● **WHAT YOU HAVE TO DO**: Return every line of the records below word for word, without the pictures.

● **PROVIDED RECORDS**:

-- BEGIN --

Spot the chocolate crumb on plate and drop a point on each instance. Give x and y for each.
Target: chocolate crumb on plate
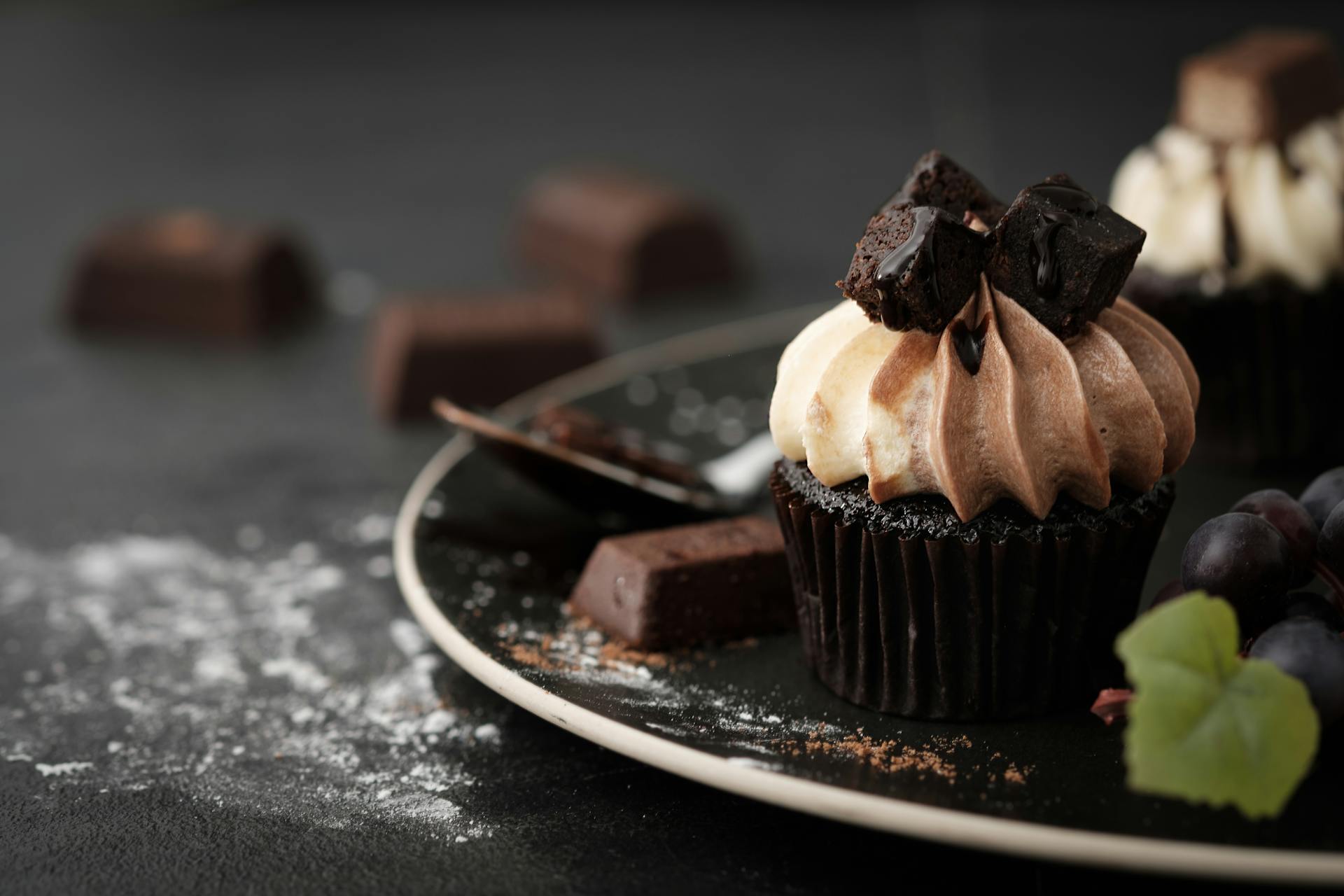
(477, 351)
(191, 274)
(622, 235)
(628, 448)
(675, 587)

-- END --

● **FULL SOLUTION**:
Spot the chocolate crumb on plate and drop a point on each instance. Give x and y for each.
Target: chocolate crumb on plate
(477, 351)
(191, 274)
(622, 235)
(628, 448)
(675, 587)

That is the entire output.